EXTRAIT DU DOCUMENT.
• • • • • • •
Et voilà qu’à partir du 18 juillet, parvenaient de Toscane des nouvelles selon lesquelles, sous le regard de son fidèle et réservé mécano, il s’entraînait comme un fou: le fond derrière la voiture le matin et la salle de gym l’après-midi. Ses supporters étaient sûrs que, d’un moment à l’autre, Mario annoncerait son retour. Zolder était à l’horizon. Comment pouvait-il permettre à l’histoire de retenir que Leblanc l’avait d’abord empêché de participer au Tour de France avant de l’obliger à mettre un terme à sa carrière?

« On ne pouvait permettre à Leblanc de me traiter comme une marionnette. Personne ne lui a expliqué que j’étais encore en mesure de donner le meilleur de moi-même, que j’ai sauvé le Giro. Le Tour appartient au cyclisme, pas à Leblanc ».

Il n’a pas osé l’annoncer à son père

Reviendra-t-il ou pas? En attendant, début août, Cipollini prend part à des circuits en Allemagne. La vedette, c’est toujours lui. C’est clair, il n’a pas cessé de s’entraîner. Le 28 août, le doute est levé: « Pendant ces deux mois, je me suis souvent dit que je ne me serais plus jamais remis un dossard sur le dos. Même si je n’avais pas dit à mon père, Vivaldo, que j’avais mis un terme à ma carrière, j’ai compris dans son regard toute la tristesse qui l’habitait. L’affection des gens, l’amitié de mon équipe et les messages reçus sont les facteurs qui, joints à ma passion pour ce sport, m’ont fait revenir sur ma décision. Et puis, je dois relever encore quelques défis: la Vuelta et le Mondial, sur un parcours qui me convient. Depuis que je suis gosse, je rêve d’endosser le maillot irisé et quelque chose me dis que je peux y arriver à Zolder. ».
• • • • • • •
DONNÉES EXTRAITES.
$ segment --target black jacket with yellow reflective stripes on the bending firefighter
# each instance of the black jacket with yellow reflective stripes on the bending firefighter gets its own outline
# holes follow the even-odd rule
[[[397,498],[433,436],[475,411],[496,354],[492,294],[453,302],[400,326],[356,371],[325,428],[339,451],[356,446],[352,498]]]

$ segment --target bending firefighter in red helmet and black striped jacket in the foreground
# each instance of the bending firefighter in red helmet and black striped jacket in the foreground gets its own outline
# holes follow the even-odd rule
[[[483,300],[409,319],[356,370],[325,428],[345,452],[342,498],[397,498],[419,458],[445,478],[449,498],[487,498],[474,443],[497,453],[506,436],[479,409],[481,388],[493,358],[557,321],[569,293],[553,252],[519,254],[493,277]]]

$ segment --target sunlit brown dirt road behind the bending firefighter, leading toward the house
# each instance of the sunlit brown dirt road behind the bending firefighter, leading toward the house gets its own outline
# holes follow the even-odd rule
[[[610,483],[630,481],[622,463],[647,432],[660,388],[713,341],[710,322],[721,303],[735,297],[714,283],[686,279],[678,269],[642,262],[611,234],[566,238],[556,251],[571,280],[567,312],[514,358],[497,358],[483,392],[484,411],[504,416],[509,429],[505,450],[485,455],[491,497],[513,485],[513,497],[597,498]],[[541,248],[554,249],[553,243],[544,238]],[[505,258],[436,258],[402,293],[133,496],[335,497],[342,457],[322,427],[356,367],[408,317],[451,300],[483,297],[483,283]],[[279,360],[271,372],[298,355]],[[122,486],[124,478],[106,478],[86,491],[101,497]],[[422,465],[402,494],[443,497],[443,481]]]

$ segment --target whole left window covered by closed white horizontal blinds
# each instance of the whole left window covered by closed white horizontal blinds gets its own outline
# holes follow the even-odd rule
• • • • • • •
CE QU'IL FAUT FAIRE. Pouvez-vous extraire tel quel, du passage sur le retour de Cipollini, le texte qui commence par « Et voilà qu’à » et se poursuit jusqu'à « à sa carrière? » inclus ?

RÉPONSE ATTENDUE.
Et voilà qu’à partir du 18 juillet, parvenaient de Toscane des nouvelles selon lesquelles, sous le regard de son fidèle et réservé mécano, il s’entraînait comme un fou: le fond derrière la voiture le matin et la salle de gym l’après-midi. Ses supporters étaient sûrs que, d’un moment à l’autre, Mario annoncerait son retour. Zolder était à l’horizon. Comment pouvait-il permettre à l’histoire de retenir que Leblanc l’avait d’abord empêché de participer au Tour de France avant de l’obliger à mettre un terme à sa carrière?